TRECHO:

________________________

Mark Zuckerberg pode estar prestes a aprender uma lição ensinada a Elon Musk no Brasil

Divulgado em agosto do ano passado, um estudo do Centro de Combate ao Ódio Digital, o CCDH, revelou que o Instagram – plataforma da empresa Meta – deixou de barrar cerca de 93% dos comentários que continham algum tipo de discurso de ódio a mulheres de diferentes vertentes da política norte-americana. Os comentários liberados pela rede social iam desde termos racistas e sexuais até ameaças implícitas e explícitas. Alguns deles continham até ameaças de estupro e morte. A maioria dos alvos dos ataques eram mulheres do partido Democrata, legenda de Kamala Harris, a ex-vice-presidente que disputou, e perdeu, a Casa Branca com Donald Trump.

Na época, a notícia causou choque, ainda mais diante da então sinalização pública e contínua por parte da Meta de que estava empenhada no combate à epidemia de discursos de ódio em suas plataformas. A empresa chegou a se manifestar na ocasião dizendo que trabalhava com parceiros ao redor do mundo para “melhorar continuamente as políticas de detecção”, e que iria analisar o relatório da CCDH para melhor se posicionar e agir. Contudo, nem os mais atentos poderiam imaginar que os dados que confirmavam a “vista grossa” feita por Mark Zuckerberg quanto à onda de misoginia e machismo em sua rede social não passavam de um pequeno prelúdio do que estava por vir.

________________________

DADOS FORNECIDOS:
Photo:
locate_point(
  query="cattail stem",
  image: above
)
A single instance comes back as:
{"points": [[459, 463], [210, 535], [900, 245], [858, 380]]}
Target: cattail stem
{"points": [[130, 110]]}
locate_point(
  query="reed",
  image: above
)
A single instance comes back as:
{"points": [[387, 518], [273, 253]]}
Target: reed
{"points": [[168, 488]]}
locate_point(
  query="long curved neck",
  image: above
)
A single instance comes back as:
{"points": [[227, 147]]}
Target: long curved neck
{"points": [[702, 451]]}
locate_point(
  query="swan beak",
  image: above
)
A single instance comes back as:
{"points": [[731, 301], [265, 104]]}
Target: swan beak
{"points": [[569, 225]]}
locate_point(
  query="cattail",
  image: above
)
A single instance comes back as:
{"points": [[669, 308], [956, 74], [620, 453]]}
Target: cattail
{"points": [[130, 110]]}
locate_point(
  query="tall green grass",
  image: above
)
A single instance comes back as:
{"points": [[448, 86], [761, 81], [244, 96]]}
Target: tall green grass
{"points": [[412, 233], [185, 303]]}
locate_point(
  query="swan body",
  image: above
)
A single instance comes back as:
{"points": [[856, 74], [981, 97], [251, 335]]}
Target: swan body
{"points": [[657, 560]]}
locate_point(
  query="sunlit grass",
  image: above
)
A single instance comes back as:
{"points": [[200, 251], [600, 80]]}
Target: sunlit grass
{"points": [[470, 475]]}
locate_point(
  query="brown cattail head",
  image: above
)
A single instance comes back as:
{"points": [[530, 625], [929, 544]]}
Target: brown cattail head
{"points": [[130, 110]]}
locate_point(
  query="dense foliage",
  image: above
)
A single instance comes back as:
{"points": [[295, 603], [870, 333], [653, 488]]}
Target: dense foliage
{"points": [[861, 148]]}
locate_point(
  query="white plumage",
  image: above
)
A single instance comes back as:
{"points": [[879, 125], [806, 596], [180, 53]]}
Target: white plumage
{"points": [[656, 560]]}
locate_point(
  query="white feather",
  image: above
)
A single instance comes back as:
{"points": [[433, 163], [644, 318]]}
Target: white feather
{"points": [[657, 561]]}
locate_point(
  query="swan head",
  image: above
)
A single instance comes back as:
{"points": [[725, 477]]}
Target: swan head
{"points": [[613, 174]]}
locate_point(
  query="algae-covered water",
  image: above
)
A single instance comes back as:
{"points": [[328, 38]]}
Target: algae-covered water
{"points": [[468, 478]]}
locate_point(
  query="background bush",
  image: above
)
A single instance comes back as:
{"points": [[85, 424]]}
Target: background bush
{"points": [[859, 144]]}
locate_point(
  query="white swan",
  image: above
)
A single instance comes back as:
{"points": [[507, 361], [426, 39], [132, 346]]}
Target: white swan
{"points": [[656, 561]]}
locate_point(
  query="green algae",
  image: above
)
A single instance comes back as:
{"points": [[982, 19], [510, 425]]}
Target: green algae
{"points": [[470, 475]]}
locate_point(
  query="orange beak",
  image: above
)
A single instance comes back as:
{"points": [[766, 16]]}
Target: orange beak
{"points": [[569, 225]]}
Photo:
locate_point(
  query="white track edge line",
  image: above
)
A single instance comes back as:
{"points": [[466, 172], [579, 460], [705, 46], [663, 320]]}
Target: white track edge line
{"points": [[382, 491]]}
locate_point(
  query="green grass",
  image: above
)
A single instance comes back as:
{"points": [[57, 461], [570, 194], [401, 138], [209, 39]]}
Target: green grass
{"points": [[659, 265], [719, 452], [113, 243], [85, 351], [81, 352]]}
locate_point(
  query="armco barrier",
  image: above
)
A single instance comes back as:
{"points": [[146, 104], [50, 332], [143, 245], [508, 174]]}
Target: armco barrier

________________________

REQUISITOS: Reproduza na íntegra, sem nenhuma alteração, o trecho sobre a Meta e o discurso de ódio no Instagram. As linhas apresentadas não são necessárias para a resolução.

RESOLUÇÃO COMENTADA:
Mark Zuckerberg pode estar prestes a aprender uma lição ensinada a Elon Musk no Brasil

Divulgado em agosto do ano passado, um estudo do Centro de Combate ao Ódio Digital, o CCDH, revelou que o Instagram – plataforma da empresa Meta – deixou de barrar cerca de 93% dos comentários que continham algum tipo de discurso de ódio a mulheres de diferentes vertentes da política norte-americana. Os comentários liberados pela rede social iam desde termos racistas e sexuais até ameaças implícitas e explícitas. Alguns deles continham até ameaças de estupro e morte. A maioria dos alvos dos ataques eram mulheres do partido Democrata, legenda de Kamala Harris, a ex-vice-presidente que disputou, e perdeu, a Casa Branca com Donald Trump.

Na época, a notícia causou choque, ainda mais diante da então sinalização pública e contínua por parte da Meta de que estava empenhada no combate à epidemia de discursos de ódio em suas plataformas. A empresa chegou a se manifestar na ocasião dizendo que trabalhava com parceiros ao redor do mundo para “melhorar continuamente as políticas de detecção”, e que iria analisar o relatório da CCDH para melhor se posicionar e agir. Contudo, nem os mais atentos poderiam imaginar que os dados que confirmavam a “vista grossa” feita por Mark Zuckerberg quanto à onda de misoginia e machismo em sua rede social não passavam de um pequeno prelúdio do que estava por vir.